Description of the task: Write out the lines below word for word, omitting the picture.

Source records:

※

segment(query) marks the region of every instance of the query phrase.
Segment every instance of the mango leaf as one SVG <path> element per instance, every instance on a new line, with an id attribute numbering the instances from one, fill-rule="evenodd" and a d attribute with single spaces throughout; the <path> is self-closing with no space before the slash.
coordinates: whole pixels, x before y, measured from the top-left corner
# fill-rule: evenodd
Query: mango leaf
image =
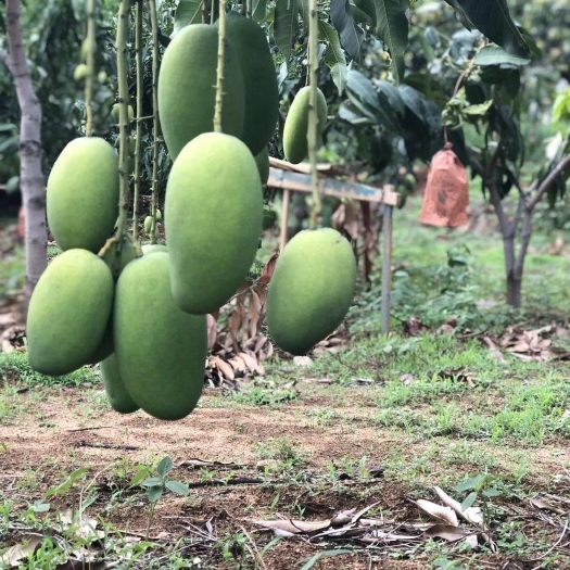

※

Answer to this exercise:
segment(query) marks the region of every instance of the query phrase.
Segment every instance of the mango leaf as one SVG <path> element per instance, every instance on a new line, with an id attribute numbering the instances from one, fill-rule="evenodd" and a d attribute with single spaces throughout; the <path> is self-closing with no space before the slash.
coordinates: whole pixels, x before y, measured from the top-left corner
# fill-rule: evenodd
Query: mango leaf
image =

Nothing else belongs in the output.